Veterans take care of business moving from battlefields to small firms

vbridges@newsobserver.comJuly 1, 2013 

— Dan Spangler’s business started to take shape after the injured Marine started hanging around a mutt named Spanky and learned he had a soft spot for dogs.

But as you might expect from a veteran, Spangler took a disciplined but steadfast approach to building his business.

The nearly seven-year journey to opening A Dog’s Dream in New Bern in 2010 included utilizing local small-business resources, going back to school and saving money by working unrelated jobs.

“We are growing by leaps and bounds,” said Spangler, 34. The transition from Marine to employee can be a difficult one, Spangler said, because some private sector opportunities limit veterans with unbending job descriptions and micro-management. That is one of the reasons self-employment is often a better – but not necessarily easier – option for many veterans.

Veterans are 45 percent more likely than their civilian counterparts to be small-business owners or entrepreneurs, said Rhett Jeppson, associate administrator for the U.S. Small Business Administration Office of Veterans Business Development.

Nearly 1 in 10 small businesses nationwide are veteran-owned, he said. Collectively, those 2.4 million veteran-owned businesses employ almost 6 million Americans and generate more than $1 trillion in receipts.

“We think supporting that small business veteran owner, is huge,” Jeppson said. “It’s not only that we have a moral obligation to support our veterans, but also it makes a lot of economic sense to provide and foster opportunities to our veterans.”

Persistence pays

Military members transitioning from active service participate in mandated transition assistance programs that introduce them to different career tracks, including entrepreneurship.

Scott Dorney, the N.C. Military Business Center’s executive director, said while there are a plethora of services available to those veterans who become entrepreneurs, navigating through all those resources can be a real challenge.

Jeppson said the first thing veterans should do is to call Robert Rehder, director of the SBA’s Veteran Business Outreach Center at Fayetteville State University.

“All he does is work with veteran small-business owners, the guys who are looking to start businesses and the guys who already have a business,” Jeppson said.

= Supplied material =
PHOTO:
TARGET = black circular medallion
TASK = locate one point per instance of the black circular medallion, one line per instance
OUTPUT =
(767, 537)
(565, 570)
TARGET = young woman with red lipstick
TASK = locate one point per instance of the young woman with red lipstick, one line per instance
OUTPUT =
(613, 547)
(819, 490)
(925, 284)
...
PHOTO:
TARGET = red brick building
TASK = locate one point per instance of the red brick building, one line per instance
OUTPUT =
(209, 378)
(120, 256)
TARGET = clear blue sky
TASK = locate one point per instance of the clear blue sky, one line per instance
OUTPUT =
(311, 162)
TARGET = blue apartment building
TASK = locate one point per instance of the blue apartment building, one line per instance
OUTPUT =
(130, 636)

= Tasks to carry out =
- A) Retype the passage of the veteran business article above, starting at "Jeppson said the" and ending at "Fayetteville State University.".
- B) Continue the article about veterans opening small businesses, picking up after its final sentence.

= Written responses =
- A)
Jeppson said the first thing veterans should do is to call Robert Rehder, director of the SBA’s Veteran Business Outreach Center at Fayetteville State University.

- B)
SBA and its resource partners, Jeppson said, can help veterans with everything from building a business plan to connecting them to financing opportunities.

Beyond the SBA, the state has a hierarchy of resources that veterans can use to build their skills and businesses, Dorney said.

Small-business centers at community colleges across the state are an excellent place to start, Dorney said.

The small-business centers, along with the N.C. Small Business & Technology Development Centers at public universities across the state will also help connect small business owners to SBA and other programs and seminars offered to veterans, he said.

The N.C. Veteran’s Business Association is a membership, nonprofit organization that also seeks to help veteran entrepreneurs, said Mark Haupt, the organization’s president.

The association seeks to help other owners streamline the business-starting process by connecting entrepreneurs with mentors and services, he said.

When sorting through resources, Haupt recommends that veterans talk to other business owners who have used the service. He said they should never pay for information that organizations such as the SBA provide for free.

“When you are a veteran, one of the things you have is will, and you are persistent, and even with no resources or very limited resources, you are going to figure things out,” said U.S. Army veteran Alisha Whiteway, who in 2008 opened Tellurvision, a video production firm for small businesses in Raleigh.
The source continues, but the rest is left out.